▶ **Task to carry out**: The count of lines below that include the string "cariah" is the whole answer.

[Natural language region descriptions]
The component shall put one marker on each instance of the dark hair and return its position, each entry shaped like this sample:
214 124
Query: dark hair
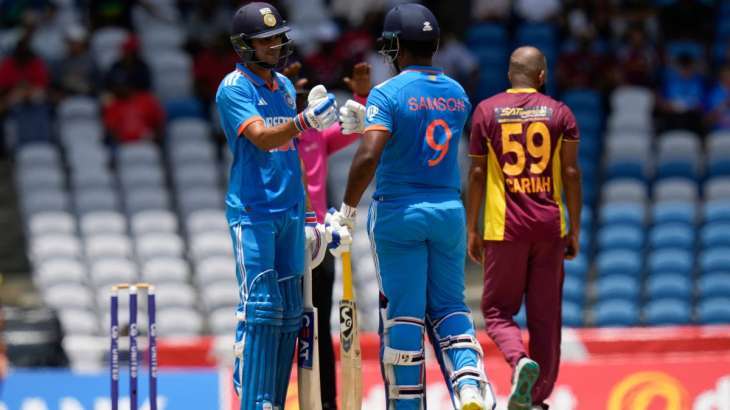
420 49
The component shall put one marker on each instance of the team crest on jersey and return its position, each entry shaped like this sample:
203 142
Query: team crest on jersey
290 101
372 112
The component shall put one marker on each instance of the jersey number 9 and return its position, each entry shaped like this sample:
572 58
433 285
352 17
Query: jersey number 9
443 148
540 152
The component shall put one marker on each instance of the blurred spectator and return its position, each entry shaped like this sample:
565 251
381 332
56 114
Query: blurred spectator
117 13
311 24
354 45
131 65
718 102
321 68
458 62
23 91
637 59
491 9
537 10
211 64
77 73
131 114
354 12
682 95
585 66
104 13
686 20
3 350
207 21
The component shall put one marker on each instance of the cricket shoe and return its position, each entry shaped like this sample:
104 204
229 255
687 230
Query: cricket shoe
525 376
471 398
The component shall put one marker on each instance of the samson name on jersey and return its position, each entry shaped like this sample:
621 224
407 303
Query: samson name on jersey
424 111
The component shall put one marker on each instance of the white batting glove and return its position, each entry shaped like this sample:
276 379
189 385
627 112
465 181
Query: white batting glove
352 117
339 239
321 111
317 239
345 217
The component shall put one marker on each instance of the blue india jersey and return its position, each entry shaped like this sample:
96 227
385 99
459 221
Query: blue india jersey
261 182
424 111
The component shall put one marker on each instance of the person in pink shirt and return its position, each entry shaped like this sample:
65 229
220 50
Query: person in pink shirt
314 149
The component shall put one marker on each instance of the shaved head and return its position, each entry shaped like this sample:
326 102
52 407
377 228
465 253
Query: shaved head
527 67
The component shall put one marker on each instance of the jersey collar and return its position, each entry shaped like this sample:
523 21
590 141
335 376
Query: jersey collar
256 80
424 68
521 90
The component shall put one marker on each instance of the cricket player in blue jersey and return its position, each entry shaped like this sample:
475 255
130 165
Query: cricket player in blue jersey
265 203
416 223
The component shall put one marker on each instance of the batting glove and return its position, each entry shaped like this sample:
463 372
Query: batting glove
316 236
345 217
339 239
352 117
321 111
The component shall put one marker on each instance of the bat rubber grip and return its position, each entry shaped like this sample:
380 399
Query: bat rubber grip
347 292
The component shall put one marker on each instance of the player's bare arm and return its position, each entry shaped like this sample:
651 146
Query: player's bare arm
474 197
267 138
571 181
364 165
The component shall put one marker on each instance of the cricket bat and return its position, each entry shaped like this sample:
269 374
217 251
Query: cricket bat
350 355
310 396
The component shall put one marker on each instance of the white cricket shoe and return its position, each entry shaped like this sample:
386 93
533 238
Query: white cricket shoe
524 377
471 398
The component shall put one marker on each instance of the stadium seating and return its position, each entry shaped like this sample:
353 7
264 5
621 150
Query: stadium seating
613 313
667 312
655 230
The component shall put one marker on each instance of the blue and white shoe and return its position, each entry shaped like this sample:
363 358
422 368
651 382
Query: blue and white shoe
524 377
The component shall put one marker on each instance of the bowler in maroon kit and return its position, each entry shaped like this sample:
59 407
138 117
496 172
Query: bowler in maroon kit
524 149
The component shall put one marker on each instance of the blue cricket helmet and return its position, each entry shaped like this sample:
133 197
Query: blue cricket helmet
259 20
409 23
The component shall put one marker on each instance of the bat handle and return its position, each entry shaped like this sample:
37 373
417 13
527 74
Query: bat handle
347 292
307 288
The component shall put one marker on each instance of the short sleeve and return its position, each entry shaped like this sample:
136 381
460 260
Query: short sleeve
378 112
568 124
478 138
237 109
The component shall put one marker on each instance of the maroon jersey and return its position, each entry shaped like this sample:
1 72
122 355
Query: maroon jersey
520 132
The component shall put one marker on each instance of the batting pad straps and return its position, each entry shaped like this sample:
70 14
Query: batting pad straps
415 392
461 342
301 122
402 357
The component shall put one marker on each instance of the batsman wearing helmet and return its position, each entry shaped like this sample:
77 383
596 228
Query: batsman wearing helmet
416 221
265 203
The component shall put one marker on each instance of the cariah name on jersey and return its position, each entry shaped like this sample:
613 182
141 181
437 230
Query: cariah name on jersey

▶ **Result for this task**: 2